Put everything from the start of the material below down to the line containing "311;208;365;379", inclusive, into a two-column CSV with the columns "request" and "answer". Use one row per request and its answer, and put each value in a single quoted field with its line breaks replaced by spaces.
# # # # # # #
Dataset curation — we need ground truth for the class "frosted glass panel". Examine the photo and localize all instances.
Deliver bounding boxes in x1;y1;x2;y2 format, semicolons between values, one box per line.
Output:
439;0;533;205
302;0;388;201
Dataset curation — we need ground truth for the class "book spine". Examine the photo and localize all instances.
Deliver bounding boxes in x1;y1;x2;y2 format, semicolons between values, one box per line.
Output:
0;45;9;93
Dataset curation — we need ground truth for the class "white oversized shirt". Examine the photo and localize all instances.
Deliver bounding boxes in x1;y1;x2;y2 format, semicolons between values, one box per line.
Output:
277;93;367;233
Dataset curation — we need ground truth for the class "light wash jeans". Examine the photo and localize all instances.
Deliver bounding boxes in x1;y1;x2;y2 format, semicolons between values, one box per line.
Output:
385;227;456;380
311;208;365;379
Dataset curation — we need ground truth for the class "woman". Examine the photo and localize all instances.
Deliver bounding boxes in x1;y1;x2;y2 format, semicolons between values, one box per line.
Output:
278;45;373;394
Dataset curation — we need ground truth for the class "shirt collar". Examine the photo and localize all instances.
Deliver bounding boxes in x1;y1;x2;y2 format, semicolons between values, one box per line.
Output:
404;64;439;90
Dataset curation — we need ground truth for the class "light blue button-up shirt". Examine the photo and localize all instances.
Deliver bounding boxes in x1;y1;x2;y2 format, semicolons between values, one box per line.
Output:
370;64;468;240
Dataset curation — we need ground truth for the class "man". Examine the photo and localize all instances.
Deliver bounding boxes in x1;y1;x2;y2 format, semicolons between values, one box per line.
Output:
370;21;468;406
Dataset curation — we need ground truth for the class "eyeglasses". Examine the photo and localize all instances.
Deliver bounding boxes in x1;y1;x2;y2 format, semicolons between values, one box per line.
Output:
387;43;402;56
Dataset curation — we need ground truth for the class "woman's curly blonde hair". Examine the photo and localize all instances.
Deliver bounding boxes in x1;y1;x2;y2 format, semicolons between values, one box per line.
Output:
# # # # # # #
= Answer to the problem =
request,answer
"Dataset curation — we need ground truth for the class ""frosted glass panel"". Examine the photo and localize all instances. Deliver bounding boxes in x1;y1;x2;y2 format, semicolons between values, one box per line. Output:","439;0;533;205 302;0;388;201"
"Dataset curation — we need ground truth for the class ""book spine"". Examine the photo and localize all instances. Deliver bounding boxes in x1;y1;x2;y2 format, semicolons between values, one box per line. Output:","0;45;9;93"
"Dataset curation — we need ground truth for the class ""white oversized shirt"". Examine the photo and localize all instances. Deliver bounding boxes in x1;y1;x2;y2 format, semicolons between values, one box per line. Output:","277;93;367;233"
"Dataset curation — we need ground truth for the class ""light wash jeans"". Examine the photo and localize all instances. Deliver bounding boxes in x1;y1;x2;y2 format, semicolons between values, one box per line. Output:","385;227;456;380 311;208;365;379"